**Short task**
Starting from the line containing "Target: group of uniformed men", write out every remaining line exactly, the last one included.

— begin Supplied material —

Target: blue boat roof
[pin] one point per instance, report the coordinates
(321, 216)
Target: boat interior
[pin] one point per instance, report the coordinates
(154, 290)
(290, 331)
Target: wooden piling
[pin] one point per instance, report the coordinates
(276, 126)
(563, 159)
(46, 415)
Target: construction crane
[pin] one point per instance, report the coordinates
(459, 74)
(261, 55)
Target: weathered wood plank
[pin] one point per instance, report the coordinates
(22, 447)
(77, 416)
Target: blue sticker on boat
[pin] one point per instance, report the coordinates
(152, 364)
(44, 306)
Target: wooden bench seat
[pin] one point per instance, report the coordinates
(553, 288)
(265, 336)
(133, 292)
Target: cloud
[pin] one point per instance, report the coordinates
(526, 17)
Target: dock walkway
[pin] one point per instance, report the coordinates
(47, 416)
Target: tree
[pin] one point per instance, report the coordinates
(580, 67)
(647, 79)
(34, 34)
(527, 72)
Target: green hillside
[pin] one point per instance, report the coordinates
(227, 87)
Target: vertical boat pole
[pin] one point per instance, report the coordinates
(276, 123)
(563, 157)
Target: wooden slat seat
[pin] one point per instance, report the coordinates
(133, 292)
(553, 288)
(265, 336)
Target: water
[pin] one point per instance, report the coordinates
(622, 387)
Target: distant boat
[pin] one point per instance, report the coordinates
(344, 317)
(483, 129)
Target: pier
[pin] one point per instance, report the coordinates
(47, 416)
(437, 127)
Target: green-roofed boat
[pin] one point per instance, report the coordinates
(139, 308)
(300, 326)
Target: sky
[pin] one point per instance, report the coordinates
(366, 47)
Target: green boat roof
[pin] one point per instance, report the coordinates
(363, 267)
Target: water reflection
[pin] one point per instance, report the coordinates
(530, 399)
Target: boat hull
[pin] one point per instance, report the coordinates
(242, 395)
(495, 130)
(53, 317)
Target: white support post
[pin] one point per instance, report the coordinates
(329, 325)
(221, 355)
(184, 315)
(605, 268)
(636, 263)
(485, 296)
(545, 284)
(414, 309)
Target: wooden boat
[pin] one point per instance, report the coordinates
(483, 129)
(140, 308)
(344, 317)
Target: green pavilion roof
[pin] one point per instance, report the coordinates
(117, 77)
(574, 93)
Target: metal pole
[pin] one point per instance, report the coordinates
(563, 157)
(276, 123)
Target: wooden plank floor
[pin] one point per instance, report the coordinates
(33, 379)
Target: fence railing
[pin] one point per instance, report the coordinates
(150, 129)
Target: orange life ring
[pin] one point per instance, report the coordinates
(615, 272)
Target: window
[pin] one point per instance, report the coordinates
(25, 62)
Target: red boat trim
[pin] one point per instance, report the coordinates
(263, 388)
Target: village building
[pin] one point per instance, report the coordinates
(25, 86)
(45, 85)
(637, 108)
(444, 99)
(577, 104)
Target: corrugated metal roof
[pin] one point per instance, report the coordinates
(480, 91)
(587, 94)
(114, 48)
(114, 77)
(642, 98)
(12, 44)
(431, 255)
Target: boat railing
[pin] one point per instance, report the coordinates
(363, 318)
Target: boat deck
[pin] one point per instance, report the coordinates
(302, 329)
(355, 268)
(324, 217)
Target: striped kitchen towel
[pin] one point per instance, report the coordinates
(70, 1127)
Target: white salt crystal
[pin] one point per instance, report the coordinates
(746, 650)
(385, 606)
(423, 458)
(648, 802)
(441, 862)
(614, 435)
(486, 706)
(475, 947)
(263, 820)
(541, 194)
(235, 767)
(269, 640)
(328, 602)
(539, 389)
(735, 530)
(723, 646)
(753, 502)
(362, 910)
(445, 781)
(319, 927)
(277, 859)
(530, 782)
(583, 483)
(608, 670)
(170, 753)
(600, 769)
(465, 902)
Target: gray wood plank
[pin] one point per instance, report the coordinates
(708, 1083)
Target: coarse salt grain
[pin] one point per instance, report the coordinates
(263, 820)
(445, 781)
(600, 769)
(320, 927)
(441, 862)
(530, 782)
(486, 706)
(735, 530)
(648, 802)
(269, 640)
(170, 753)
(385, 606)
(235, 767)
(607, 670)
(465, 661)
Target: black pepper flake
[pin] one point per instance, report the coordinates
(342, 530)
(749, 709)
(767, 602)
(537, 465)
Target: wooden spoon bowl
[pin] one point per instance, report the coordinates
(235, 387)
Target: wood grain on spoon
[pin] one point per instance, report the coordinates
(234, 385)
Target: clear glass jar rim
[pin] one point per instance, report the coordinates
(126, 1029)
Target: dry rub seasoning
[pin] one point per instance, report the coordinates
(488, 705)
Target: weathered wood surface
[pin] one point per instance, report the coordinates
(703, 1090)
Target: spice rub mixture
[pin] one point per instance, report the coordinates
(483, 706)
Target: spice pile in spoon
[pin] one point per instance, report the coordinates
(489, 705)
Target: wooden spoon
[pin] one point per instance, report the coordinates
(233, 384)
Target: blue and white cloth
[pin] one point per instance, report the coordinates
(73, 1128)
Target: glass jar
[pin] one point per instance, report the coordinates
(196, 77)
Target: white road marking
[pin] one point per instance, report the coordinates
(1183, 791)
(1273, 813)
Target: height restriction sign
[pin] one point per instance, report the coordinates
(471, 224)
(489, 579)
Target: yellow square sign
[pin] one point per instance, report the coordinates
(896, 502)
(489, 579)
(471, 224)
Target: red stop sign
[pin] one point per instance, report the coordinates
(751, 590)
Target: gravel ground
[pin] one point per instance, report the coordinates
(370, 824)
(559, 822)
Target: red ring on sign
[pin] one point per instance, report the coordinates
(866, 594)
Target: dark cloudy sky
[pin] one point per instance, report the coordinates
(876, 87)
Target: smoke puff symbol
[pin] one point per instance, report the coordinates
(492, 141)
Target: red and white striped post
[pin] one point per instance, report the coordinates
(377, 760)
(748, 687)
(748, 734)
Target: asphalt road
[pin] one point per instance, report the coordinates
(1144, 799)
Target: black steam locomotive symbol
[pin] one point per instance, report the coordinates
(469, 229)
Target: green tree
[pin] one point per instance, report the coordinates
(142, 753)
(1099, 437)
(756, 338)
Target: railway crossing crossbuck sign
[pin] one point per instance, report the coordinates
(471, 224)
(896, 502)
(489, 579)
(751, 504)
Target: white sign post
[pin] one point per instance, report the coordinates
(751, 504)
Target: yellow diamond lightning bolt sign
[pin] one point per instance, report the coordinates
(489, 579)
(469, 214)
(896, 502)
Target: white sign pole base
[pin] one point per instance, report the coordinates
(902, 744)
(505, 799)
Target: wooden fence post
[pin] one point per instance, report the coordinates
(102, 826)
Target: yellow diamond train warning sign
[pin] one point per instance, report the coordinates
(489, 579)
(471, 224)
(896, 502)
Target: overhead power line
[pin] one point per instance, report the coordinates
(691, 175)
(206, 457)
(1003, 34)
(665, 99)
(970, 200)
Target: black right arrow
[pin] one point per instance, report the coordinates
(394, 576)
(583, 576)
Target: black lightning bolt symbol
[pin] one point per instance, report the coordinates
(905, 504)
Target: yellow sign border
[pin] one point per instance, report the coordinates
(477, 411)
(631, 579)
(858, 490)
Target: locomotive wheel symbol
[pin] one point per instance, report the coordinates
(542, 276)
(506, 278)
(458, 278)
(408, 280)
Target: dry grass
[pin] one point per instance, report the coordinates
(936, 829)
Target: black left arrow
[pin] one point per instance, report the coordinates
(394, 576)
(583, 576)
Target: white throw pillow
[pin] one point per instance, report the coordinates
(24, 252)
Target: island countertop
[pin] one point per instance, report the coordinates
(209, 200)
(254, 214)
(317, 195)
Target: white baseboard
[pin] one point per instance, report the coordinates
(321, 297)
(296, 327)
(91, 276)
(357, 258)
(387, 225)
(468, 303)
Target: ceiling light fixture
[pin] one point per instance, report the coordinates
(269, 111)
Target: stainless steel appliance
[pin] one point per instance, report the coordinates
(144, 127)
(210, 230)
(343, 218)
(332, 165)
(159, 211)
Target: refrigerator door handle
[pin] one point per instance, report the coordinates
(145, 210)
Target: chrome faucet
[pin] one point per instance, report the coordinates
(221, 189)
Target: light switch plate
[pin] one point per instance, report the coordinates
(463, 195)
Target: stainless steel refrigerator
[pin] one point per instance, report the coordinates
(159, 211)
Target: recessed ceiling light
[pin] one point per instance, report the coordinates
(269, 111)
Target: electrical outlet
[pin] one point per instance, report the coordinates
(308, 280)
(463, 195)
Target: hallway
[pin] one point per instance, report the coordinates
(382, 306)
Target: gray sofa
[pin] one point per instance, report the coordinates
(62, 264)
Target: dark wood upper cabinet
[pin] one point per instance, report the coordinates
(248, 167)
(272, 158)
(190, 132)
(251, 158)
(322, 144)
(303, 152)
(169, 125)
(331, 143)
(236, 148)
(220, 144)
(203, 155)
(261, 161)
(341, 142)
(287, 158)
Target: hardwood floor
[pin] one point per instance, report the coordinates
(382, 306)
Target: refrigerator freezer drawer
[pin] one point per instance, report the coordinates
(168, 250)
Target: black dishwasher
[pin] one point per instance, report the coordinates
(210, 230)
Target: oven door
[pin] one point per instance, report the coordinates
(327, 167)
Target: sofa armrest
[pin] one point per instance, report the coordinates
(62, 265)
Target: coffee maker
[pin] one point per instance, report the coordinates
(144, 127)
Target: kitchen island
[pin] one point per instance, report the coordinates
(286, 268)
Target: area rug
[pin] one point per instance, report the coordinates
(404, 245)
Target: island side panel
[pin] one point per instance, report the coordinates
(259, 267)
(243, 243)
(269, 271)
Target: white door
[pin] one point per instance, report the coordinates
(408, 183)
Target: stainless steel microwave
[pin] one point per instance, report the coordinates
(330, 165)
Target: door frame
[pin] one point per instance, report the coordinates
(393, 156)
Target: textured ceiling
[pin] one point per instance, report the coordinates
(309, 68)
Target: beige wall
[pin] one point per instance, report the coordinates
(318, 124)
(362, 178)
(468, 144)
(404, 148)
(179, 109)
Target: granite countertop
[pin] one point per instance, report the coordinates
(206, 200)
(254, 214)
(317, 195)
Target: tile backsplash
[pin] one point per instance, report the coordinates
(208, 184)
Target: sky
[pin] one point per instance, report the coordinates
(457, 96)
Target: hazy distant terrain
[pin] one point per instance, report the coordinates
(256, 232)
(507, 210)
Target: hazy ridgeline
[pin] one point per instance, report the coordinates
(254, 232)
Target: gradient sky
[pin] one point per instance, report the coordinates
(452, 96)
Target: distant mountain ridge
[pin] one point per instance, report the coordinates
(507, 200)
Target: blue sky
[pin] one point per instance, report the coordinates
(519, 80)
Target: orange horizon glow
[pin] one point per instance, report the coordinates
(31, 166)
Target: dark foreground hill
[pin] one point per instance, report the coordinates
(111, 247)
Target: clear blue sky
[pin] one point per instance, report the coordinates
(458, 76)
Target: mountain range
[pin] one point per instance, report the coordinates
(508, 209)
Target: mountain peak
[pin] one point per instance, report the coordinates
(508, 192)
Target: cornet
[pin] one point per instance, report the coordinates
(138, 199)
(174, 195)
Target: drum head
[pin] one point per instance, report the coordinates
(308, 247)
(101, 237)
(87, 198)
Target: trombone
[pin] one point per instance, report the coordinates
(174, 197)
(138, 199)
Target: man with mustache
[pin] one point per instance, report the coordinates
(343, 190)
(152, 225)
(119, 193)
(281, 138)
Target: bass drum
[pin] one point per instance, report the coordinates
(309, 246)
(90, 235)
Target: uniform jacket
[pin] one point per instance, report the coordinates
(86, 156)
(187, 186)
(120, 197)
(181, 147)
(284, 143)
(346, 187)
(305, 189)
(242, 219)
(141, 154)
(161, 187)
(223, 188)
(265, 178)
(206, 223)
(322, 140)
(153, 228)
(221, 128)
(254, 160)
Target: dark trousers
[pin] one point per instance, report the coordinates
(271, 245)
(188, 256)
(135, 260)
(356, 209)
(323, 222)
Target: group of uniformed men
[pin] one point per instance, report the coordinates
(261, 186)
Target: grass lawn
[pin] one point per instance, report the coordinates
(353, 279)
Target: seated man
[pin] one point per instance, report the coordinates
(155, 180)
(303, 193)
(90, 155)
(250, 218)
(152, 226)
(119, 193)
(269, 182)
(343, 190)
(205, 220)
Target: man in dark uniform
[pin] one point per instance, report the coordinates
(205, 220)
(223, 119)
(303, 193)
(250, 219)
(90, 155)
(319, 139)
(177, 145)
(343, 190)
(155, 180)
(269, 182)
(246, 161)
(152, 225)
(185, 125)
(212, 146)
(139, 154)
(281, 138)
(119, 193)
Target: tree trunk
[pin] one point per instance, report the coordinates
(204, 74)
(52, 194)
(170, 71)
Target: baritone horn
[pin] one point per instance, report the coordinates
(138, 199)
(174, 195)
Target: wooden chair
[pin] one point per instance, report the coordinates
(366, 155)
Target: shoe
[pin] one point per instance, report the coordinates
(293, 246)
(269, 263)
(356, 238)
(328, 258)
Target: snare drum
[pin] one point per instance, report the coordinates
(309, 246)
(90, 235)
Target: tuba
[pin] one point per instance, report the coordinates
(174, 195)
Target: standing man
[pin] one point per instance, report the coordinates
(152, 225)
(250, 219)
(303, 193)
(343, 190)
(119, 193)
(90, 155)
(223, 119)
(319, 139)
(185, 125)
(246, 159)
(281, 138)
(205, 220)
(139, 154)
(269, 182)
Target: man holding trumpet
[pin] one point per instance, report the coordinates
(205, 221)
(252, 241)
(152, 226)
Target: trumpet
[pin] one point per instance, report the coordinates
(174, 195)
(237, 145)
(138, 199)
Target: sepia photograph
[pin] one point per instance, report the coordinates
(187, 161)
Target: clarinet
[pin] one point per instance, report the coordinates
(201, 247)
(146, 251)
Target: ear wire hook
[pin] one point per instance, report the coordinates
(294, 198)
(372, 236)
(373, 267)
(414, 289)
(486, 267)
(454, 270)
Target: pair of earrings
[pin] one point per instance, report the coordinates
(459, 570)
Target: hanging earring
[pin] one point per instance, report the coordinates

— end Supplied material —

**The result**
Target: group of uniformed men
[pin] one point per instance, report the coordinates
(261, 186)
Target: grass lawn
[pin] one point per instance, report the coordinates
(353, 279)
Target: seated man
[pin] one point per instance, report the coordinates
(155, 180)
(303, 193)
(90, 155)
(250, 218)
(152, 226)
(119, 193)
(269, 182)
(343, 190)
(205, 220)
Target: man in dark uniform
[pin] one point per instance, report the coordinates
(205, 220)
(223, 119)
(303, 193)
(250, 219)
(90, 155)
(319, 139)
(177, 145)
(343, 190)
(155, 180)
(269, 182)
(246, 161)
(152, 225)
(185, 125)
(212, 146)
(139, 154)
(281, 138)
(119, 193)
Target: tree trunk
[pin] one point per instance, report the coordinates
(204, 74)
(52, 194)
(170, 71)
Target: baritone horn
[pin] one point per instance, report the coordinates
(138, 199)
(174, 195)
Target: wooden chair
[pin] one point per instance, report the coordinates
(366, 155)
Target: shoe
[pin] one point per instance, report the coordinates
(293, 246)
(269, 263)
(356, 238)
(328, 258)
Target: snare drum
[pin] one point per instance, report the coordinates
(309, 246)
(90, 235)
Target: tuba
[pin] one point per instance, report the coordinates
(174, 195)
Target: standing man
[pin] one point per instance, report the coordinates
(152, 225)
(250, 219)
(303, 193)
(343, 190)
(119, 193)
(90, 155)
(223, 119)
(319, 139)
(185, 125)
(246, 159)
(281, 138)
(205, 220)
(139, 154)
(269, 182)
Target: man holding trumpet
[pin] one point per instance, report the coordinates
(205, 221)
(252, 241)
(152, 226)
Target: trumpet
[pin] one point per instance, report the coordinates
(174, 195)
(237, 145)
(138, 199)
Target: sepia photograph
[pin] one point per instance, report the coordinates
(187, 161)
Target: clarinet
[pin] one point per instance, report the coordinates
(201, 247)
(146, 251)
Target: ear wire hook
[pin] one point per instance, report the coordinates
(294, 198)
(372, 236)
(373, 267)
(414, 289)
(486, 267)
(454, 270)
Target: pair of earrings
[pin] one point per instance, report the coordinates
(459, 570)
Target: hanging earring
[pin] one point per instance, report the coordinates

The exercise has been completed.